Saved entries

━━━━

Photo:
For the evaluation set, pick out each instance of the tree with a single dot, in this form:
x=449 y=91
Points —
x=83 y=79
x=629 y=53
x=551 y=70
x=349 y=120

━━━━

## Task requirements
Switch every occurrence of "single dot" in the listing with "single marker", and keep all other text the same.

## Solution to the problem
Photo:
For the evaluation set, pick out each instance of the tree with a single marker, in this form:
x=449 y=91
Points —
x=83 y=79
x=629 y=53
x=551 y=70
x=349 y=120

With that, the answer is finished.